**Exercise brief:** Include no pictures. Output exactly the lines from the one that contains "the white seagull" through the final line of the entries.

**Data for the task:**
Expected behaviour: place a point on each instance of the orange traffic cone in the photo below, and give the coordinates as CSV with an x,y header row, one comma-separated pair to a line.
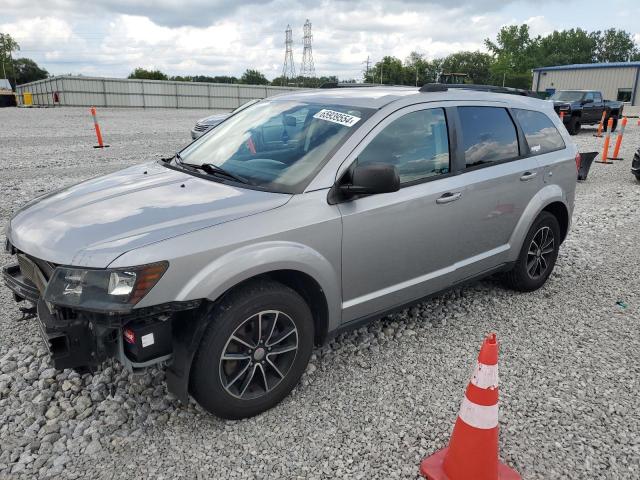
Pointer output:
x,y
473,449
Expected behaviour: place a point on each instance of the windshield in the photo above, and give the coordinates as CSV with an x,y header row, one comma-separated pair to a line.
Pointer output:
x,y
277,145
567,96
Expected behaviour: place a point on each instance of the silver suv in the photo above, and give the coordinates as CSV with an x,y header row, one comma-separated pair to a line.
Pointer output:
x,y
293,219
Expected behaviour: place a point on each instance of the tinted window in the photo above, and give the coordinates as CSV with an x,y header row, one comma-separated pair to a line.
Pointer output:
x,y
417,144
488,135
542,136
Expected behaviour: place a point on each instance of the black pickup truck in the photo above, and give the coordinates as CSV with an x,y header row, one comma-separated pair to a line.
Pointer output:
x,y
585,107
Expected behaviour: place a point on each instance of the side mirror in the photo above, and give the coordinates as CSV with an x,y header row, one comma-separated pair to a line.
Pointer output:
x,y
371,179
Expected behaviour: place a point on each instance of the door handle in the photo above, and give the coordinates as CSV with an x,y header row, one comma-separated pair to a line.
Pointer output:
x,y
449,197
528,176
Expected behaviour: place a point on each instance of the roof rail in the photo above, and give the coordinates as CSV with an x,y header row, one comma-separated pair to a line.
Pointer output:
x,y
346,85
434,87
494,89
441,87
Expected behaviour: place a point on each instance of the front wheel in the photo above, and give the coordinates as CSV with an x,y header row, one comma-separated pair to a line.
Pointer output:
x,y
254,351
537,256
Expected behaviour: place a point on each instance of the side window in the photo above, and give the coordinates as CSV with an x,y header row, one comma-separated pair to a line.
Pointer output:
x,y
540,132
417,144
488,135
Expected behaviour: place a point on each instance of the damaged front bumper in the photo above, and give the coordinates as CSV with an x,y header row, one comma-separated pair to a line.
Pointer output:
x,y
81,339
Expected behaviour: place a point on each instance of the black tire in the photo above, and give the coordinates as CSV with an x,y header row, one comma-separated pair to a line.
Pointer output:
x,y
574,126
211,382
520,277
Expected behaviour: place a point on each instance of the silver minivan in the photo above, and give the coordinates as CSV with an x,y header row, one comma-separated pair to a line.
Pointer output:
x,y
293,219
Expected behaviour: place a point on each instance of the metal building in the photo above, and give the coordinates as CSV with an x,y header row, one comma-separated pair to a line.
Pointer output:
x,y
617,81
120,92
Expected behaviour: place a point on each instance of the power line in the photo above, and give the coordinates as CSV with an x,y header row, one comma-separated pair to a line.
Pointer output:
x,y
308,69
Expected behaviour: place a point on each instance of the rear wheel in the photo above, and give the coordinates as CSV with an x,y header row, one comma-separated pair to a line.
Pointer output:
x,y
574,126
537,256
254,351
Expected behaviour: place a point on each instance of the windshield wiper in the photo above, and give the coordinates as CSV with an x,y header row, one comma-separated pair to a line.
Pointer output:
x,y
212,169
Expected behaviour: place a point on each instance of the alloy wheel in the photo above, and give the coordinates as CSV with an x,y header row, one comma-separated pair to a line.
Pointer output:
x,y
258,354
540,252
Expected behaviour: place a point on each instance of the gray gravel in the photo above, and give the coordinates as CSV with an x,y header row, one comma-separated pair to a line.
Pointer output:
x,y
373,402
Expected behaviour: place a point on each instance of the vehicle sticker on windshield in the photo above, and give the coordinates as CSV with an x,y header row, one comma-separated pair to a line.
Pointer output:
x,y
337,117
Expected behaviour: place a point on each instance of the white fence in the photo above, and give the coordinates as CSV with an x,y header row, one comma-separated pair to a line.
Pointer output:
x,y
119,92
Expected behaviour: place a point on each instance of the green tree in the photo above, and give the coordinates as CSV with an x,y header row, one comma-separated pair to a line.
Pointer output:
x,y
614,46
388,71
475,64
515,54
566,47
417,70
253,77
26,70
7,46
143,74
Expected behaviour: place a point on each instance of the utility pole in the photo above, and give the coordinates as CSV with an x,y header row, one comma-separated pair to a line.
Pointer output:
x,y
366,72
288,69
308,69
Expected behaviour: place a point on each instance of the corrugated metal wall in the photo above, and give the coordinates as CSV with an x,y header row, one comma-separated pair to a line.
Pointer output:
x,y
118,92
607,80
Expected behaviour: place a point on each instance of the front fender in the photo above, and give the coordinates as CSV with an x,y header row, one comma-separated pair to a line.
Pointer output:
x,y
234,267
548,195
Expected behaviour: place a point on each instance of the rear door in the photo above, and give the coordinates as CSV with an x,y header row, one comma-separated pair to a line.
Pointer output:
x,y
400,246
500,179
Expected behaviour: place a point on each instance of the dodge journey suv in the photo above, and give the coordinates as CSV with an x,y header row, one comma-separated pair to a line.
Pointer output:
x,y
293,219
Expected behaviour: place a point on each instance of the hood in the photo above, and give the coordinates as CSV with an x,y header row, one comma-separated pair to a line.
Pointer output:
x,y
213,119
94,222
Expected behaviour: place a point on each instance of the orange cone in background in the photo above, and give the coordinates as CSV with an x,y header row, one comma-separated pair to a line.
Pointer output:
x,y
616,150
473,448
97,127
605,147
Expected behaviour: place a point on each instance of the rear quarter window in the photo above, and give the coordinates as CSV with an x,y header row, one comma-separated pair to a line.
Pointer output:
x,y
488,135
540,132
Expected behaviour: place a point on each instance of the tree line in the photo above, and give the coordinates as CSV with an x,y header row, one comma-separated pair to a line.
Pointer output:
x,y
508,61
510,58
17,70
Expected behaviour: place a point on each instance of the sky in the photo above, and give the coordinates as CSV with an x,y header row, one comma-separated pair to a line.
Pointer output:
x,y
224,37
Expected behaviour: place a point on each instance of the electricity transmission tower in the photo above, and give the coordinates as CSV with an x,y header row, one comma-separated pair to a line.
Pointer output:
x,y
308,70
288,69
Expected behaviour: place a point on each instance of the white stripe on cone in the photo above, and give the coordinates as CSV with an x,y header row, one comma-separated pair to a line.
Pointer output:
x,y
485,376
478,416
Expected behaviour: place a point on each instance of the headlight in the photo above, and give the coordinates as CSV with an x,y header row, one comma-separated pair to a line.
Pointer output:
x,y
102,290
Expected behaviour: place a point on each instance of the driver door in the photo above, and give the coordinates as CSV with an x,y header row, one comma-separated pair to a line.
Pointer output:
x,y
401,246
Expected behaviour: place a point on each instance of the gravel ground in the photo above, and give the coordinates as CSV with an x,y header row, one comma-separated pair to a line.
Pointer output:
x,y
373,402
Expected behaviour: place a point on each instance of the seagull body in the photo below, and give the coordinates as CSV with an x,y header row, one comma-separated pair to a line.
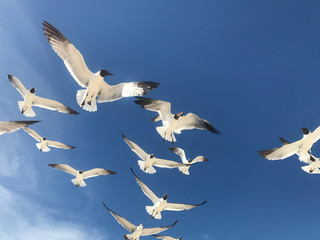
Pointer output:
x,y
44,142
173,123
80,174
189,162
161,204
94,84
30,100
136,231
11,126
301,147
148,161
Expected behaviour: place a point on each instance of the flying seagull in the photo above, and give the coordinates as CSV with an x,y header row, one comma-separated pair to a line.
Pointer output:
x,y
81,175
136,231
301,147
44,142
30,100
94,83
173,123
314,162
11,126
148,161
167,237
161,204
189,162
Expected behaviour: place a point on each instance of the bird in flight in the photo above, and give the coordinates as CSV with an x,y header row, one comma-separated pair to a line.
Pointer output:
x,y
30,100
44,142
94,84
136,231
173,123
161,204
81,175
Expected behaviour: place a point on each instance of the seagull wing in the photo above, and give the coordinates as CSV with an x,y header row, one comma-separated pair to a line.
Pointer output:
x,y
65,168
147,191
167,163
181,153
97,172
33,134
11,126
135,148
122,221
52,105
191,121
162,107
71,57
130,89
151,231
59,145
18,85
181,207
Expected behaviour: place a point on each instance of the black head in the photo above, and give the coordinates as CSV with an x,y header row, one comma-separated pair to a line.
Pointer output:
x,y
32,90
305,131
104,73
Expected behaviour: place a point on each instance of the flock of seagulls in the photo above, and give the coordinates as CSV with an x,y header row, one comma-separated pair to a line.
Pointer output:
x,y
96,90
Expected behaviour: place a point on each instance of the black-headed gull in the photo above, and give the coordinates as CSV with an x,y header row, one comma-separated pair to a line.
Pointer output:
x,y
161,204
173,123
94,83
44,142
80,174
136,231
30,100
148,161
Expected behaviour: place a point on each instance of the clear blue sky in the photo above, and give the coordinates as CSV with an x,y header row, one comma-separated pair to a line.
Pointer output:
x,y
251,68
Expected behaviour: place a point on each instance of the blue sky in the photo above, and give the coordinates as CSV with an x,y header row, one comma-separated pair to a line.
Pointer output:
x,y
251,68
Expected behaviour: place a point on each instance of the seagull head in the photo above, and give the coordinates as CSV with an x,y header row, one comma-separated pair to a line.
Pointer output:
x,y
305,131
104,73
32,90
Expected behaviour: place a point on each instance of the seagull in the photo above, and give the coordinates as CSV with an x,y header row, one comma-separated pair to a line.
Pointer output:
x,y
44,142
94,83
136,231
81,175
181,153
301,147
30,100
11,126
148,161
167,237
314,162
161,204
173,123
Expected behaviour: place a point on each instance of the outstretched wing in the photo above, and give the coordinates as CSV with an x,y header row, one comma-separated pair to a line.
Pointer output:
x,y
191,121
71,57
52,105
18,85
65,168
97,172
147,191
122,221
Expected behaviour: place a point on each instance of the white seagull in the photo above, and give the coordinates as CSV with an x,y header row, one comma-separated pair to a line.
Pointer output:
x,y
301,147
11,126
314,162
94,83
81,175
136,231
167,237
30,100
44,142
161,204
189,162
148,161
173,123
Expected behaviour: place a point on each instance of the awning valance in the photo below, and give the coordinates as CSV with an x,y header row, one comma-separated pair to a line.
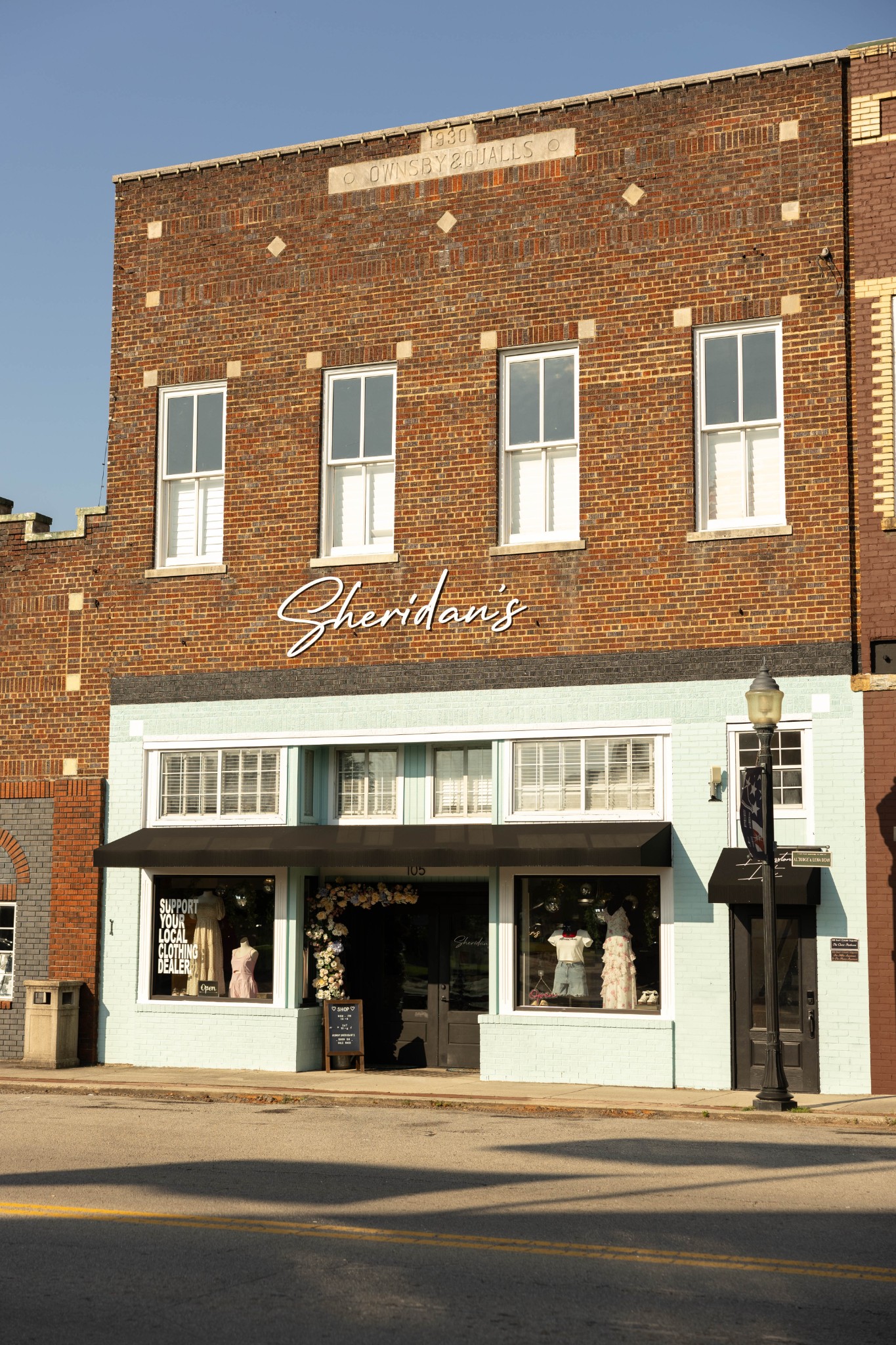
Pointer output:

**Result for this task:**
Expected behaviour: place a point on each instance of the white seagull in the photo above, and give the coordinates as CSV with an x,y header row, one comma-separated pair to a line.
Pointer output:
x,y
301,147
11,126
314,162
94,83
81,175
136,231
167,237
30,100
44,142
161,204
189,162
148,161
173,123
Expected behaviour: place a point on each instance of the awning valance in the photo below, and give the coordinates as CSV with an x,y header row, one comma-separated pair to a line.
Pointer output:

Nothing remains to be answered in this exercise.